PROVIDED MATERIAL:
— start —

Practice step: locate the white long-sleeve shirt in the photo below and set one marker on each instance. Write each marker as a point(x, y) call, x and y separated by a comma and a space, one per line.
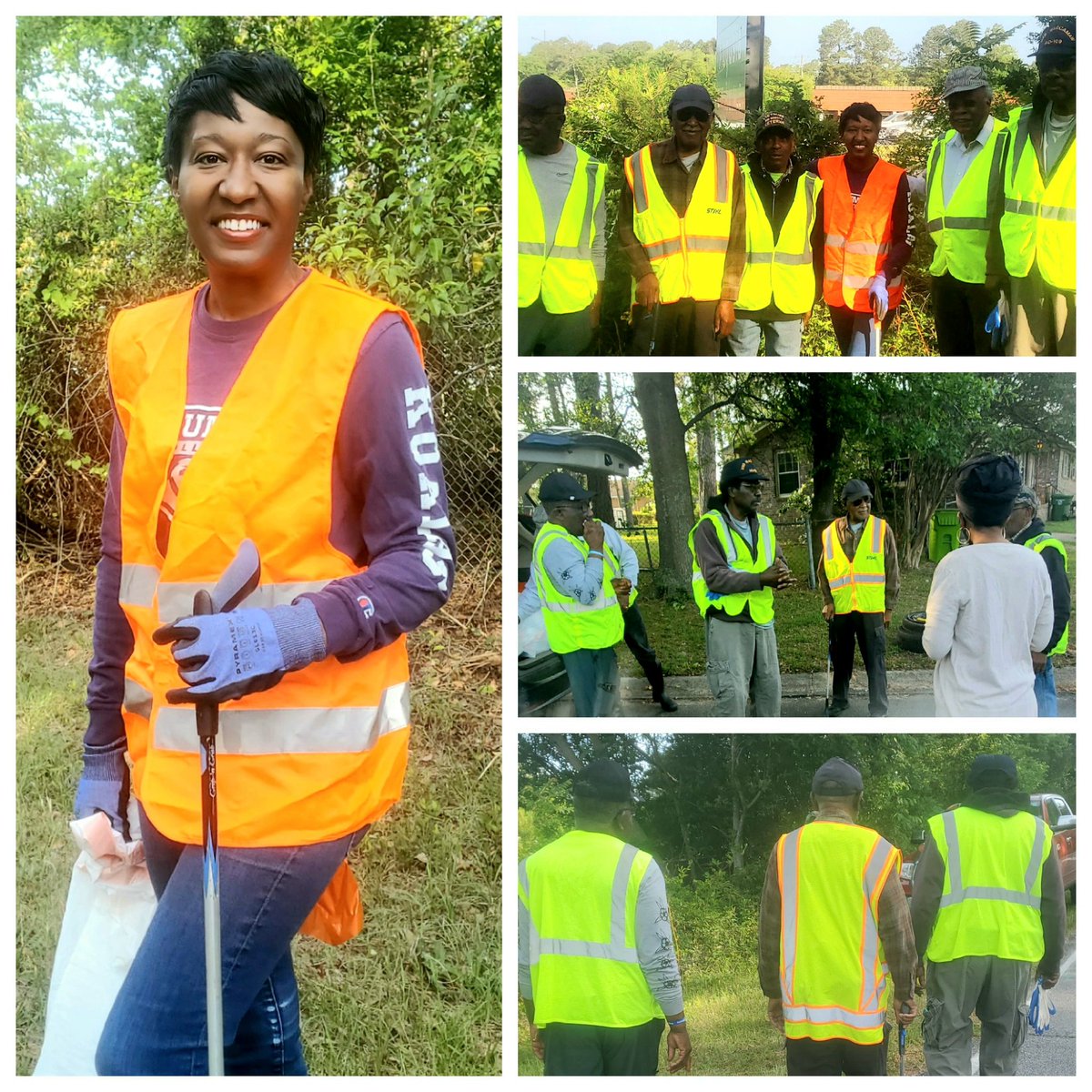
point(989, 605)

— end —
— start —

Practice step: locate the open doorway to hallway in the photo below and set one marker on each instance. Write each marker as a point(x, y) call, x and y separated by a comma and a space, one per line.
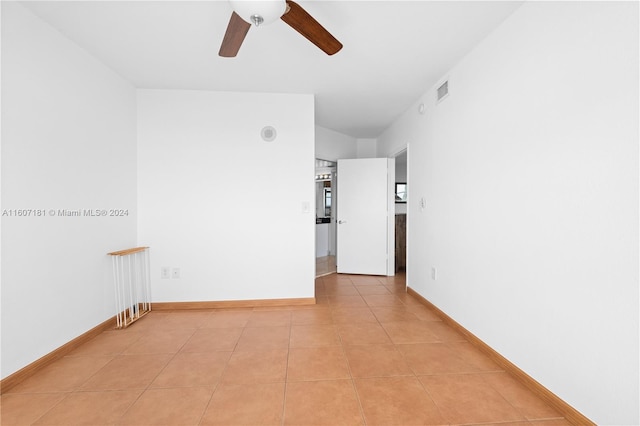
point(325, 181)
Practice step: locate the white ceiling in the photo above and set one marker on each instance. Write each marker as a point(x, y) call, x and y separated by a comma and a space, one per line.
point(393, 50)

— end —
— start —

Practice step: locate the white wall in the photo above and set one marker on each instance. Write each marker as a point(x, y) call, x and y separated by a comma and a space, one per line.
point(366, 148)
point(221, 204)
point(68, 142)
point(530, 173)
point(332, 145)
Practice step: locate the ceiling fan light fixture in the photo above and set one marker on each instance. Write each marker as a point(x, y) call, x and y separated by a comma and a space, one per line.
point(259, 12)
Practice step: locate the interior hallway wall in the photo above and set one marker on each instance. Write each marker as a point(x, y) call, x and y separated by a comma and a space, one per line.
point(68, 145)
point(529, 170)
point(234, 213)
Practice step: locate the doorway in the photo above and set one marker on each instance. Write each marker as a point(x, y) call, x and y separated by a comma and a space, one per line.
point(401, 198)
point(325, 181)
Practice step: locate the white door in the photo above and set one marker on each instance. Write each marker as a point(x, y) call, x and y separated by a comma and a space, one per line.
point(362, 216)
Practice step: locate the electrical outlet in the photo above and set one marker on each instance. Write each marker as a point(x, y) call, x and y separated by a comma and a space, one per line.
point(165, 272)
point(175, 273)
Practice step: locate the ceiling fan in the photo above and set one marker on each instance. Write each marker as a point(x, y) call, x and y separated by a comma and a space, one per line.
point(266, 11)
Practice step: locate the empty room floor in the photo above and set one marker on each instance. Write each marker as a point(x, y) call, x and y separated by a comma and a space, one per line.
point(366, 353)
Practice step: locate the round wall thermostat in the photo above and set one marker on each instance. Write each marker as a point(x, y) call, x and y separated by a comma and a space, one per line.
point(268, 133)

— end —

STATED GOAL: Gather each line from the entries above that contains the string "hallway", and copy those lines in full.

WRITTEN REPLY:
Practice step: locate the open doorway to hallway in the photo below and set one marker on each instance. Write each marker as a point(x, y) call, x and y separated by a comma and a space, one per line.
Practice step: locate the interior hallway wall in the photo above and set one marker on each instance. Write each marker as a point(x, y) call, x and y separated by a comma and a space, one per line.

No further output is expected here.